What this task involves
The required output is all lines below that contain the word "tire".

Collected data entries
■ ■ ■ ■ ■ ■ ■

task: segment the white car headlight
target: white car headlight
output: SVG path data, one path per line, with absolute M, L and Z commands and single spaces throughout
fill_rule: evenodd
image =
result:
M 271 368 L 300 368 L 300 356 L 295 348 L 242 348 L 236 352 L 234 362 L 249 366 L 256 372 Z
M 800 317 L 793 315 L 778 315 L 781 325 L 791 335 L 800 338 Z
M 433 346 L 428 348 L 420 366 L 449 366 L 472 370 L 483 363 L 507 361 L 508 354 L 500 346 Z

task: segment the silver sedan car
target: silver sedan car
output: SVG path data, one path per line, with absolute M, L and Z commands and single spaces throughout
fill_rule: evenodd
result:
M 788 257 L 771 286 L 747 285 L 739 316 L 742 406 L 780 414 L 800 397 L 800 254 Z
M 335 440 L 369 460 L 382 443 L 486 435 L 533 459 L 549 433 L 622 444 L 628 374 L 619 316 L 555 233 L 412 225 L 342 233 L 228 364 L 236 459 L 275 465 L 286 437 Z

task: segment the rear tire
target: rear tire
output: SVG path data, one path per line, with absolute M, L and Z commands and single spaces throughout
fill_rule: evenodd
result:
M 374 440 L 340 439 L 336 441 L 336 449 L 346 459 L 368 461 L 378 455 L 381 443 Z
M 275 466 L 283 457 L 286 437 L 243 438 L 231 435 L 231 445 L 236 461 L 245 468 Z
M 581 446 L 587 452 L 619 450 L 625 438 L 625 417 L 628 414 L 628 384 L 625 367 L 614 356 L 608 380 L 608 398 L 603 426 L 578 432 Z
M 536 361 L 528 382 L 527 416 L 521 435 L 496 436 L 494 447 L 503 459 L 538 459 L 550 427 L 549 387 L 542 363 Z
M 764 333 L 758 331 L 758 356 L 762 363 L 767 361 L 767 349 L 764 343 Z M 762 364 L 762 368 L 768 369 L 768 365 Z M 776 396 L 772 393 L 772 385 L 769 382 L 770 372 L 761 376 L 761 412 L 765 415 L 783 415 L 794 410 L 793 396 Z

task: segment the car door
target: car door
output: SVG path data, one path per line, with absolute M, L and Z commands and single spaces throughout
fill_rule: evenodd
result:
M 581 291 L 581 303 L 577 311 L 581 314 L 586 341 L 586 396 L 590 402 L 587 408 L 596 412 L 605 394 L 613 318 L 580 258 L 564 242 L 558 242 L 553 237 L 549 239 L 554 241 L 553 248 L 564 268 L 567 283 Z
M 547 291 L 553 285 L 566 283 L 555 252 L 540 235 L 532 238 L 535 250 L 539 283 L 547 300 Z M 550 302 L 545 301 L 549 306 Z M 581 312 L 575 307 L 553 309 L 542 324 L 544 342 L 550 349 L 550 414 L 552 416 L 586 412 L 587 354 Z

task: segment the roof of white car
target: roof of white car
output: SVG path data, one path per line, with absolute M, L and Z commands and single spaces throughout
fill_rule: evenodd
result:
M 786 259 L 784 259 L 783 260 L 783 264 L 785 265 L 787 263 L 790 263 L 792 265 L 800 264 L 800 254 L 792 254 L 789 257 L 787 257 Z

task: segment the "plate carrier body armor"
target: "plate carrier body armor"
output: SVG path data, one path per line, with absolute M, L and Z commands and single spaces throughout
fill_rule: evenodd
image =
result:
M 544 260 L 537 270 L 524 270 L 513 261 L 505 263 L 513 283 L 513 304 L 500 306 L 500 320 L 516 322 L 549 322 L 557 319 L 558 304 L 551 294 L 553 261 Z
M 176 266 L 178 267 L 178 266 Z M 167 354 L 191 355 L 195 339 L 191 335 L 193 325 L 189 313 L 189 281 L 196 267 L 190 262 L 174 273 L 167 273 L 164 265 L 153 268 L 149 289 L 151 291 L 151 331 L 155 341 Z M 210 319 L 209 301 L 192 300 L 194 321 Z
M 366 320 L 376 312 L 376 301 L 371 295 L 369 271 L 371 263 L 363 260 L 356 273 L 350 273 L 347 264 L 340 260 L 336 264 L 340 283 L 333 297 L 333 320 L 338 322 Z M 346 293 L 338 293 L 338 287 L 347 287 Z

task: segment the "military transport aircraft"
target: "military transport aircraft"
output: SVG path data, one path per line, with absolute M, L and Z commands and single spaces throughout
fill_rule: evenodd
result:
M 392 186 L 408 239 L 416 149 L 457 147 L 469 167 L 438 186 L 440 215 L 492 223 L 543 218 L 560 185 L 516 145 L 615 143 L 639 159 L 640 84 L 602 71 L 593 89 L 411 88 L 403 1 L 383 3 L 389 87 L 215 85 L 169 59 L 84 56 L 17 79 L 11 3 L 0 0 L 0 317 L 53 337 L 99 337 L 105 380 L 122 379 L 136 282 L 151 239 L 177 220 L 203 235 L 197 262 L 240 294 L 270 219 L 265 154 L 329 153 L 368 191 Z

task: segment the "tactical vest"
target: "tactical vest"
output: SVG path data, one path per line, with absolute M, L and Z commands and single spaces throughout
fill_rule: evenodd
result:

■ ■ ■ ■ ■ ■ ■

Exercise answer
task: segment the rear tire
target: rear tire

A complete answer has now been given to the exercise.